Dataset records Start Marker
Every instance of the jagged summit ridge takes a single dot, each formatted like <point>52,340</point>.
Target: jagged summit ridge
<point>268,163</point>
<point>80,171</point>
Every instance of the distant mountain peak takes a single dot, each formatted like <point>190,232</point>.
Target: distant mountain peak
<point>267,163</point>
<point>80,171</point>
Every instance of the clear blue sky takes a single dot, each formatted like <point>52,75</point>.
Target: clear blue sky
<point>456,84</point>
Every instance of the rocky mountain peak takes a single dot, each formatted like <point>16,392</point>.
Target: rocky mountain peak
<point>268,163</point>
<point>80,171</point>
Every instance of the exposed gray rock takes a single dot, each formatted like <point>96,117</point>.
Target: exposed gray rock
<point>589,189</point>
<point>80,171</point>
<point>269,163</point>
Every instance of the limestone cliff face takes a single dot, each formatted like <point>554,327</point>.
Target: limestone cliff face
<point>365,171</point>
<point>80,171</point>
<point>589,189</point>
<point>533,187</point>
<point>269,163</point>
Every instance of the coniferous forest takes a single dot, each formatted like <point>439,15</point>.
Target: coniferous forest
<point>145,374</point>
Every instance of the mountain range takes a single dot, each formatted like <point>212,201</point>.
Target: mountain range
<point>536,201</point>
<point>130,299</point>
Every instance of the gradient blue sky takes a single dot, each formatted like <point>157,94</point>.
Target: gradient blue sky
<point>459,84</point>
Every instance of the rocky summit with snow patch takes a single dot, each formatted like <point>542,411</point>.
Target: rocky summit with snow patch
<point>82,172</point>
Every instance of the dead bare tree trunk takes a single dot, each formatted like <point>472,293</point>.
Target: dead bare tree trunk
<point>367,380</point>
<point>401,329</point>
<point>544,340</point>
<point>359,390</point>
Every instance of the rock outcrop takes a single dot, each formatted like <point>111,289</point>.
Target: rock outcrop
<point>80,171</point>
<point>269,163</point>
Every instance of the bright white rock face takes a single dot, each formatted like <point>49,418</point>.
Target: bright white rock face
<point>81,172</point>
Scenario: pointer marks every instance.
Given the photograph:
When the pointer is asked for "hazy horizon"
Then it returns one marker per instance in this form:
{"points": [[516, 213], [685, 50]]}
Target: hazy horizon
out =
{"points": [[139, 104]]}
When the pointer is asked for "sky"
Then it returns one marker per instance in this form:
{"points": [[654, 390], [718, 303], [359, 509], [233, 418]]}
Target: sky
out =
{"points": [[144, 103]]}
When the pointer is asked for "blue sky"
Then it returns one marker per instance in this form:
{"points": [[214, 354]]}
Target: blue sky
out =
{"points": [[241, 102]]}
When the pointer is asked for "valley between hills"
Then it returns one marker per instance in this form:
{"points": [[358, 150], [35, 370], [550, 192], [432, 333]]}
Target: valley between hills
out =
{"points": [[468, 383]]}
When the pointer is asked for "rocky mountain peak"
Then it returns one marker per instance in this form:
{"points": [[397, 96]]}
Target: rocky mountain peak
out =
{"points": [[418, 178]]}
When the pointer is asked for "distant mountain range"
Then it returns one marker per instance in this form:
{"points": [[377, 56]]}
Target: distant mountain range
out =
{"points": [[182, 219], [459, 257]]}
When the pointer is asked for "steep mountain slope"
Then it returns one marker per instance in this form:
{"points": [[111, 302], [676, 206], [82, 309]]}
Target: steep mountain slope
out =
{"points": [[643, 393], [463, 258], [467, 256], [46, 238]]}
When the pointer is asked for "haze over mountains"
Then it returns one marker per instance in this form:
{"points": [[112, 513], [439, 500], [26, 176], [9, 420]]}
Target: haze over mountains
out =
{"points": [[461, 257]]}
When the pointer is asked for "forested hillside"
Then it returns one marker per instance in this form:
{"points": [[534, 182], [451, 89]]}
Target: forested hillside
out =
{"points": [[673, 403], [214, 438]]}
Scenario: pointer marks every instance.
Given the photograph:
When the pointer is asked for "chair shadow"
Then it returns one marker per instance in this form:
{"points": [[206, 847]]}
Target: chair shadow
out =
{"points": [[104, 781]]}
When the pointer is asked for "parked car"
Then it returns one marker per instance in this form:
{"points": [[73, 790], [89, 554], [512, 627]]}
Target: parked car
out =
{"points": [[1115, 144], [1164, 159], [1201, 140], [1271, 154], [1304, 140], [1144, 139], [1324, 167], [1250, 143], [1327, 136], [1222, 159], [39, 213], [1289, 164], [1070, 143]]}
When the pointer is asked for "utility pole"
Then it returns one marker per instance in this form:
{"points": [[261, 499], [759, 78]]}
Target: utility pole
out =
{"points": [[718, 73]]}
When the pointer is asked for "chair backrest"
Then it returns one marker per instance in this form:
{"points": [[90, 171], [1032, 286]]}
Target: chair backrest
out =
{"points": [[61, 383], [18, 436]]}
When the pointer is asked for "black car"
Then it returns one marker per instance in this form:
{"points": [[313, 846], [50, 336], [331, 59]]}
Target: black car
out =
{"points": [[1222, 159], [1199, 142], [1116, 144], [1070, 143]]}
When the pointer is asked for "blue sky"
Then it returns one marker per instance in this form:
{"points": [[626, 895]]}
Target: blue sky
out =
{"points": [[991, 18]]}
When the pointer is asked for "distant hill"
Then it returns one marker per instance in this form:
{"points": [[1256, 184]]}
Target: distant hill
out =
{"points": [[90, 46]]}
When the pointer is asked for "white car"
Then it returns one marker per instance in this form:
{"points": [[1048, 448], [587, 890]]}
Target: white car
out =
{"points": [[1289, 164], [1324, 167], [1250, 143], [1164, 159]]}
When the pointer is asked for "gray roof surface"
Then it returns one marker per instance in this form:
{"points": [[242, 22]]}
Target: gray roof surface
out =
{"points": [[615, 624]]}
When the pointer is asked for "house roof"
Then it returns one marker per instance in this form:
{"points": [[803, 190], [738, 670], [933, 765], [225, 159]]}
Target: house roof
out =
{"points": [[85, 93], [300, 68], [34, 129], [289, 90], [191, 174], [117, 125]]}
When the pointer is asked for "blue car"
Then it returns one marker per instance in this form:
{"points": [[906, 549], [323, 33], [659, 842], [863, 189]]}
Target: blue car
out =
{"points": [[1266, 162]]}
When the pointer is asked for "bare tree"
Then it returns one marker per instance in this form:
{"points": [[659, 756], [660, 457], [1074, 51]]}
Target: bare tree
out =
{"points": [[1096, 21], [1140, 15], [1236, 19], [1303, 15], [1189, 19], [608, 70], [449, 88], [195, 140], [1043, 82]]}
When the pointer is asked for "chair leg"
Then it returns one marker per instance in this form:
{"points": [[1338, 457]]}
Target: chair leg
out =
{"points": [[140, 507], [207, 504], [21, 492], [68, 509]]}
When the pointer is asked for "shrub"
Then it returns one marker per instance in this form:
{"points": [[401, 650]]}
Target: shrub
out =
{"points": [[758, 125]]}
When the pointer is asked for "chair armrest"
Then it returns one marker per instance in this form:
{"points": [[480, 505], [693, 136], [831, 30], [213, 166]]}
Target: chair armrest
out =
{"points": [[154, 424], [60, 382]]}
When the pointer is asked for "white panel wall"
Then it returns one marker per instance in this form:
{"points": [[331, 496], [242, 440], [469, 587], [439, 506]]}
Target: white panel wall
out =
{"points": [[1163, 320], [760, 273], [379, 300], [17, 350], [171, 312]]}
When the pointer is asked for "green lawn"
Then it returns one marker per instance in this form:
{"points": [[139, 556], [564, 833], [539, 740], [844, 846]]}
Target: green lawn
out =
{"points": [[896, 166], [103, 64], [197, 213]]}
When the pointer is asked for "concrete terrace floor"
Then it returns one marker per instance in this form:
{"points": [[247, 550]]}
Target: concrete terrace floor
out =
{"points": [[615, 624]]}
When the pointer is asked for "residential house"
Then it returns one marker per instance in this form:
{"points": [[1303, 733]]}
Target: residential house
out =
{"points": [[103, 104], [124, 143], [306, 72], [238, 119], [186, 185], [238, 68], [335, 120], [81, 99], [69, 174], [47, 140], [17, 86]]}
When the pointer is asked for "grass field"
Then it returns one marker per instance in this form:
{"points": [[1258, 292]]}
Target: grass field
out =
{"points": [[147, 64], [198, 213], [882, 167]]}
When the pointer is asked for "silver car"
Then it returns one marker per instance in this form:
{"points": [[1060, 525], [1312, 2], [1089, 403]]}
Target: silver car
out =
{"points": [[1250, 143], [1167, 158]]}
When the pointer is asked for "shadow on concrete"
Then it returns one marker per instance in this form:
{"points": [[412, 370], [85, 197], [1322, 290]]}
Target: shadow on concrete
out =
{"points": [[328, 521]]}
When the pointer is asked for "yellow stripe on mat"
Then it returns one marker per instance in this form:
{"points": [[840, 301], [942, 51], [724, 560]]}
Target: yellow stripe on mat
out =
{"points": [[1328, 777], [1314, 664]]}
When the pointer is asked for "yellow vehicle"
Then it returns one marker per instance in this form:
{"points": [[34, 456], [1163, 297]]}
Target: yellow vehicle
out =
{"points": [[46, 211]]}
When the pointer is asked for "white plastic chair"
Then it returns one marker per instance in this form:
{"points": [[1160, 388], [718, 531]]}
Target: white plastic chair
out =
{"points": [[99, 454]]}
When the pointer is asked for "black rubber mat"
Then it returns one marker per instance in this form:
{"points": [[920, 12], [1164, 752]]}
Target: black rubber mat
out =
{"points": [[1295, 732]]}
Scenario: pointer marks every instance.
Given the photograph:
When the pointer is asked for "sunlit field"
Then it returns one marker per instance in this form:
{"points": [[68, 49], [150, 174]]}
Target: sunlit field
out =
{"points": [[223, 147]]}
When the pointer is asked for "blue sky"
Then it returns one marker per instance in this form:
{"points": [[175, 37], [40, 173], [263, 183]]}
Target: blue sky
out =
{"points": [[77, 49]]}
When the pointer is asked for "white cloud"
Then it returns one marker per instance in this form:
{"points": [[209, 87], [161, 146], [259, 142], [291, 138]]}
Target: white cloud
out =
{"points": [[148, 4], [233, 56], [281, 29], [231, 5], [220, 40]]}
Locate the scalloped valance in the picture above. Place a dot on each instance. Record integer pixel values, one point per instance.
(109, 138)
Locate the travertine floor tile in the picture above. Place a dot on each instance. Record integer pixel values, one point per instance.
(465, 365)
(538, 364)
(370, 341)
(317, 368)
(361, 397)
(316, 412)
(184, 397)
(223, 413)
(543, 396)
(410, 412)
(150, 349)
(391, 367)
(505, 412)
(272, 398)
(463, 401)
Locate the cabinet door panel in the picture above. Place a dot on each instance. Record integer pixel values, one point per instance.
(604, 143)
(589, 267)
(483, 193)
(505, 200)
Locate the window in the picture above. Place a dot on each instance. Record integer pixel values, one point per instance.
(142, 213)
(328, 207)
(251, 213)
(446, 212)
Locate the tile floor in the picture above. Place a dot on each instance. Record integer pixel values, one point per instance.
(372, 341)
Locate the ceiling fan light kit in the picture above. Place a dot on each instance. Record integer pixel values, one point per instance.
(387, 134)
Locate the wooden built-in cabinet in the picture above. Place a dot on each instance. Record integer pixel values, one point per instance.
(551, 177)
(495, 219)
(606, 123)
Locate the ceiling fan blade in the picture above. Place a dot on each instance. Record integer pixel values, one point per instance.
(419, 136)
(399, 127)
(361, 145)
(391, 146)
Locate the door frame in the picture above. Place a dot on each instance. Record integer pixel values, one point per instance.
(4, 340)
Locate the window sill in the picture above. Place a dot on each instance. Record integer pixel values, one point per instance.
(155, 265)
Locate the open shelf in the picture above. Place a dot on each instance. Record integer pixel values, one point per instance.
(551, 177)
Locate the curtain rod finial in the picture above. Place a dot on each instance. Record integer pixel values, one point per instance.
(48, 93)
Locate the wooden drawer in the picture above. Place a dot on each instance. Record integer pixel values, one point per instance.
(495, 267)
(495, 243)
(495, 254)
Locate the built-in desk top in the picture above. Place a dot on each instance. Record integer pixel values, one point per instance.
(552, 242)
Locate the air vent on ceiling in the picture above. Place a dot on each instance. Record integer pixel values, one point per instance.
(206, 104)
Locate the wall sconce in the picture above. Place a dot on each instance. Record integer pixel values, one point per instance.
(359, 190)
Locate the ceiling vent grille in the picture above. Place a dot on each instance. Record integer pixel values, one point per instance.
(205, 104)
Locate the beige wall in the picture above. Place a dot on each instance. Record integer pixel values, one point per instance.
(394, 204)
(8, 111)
Dataset records End Marker
Reproduce each line from the data that has "concrete" in it.

#### Problem solution:
When the pointer is asked for "concrete terrace floor"
Target: concrete terrace floor
When the pointer is asked for "shadow on concrete"
Target: shadow on concrete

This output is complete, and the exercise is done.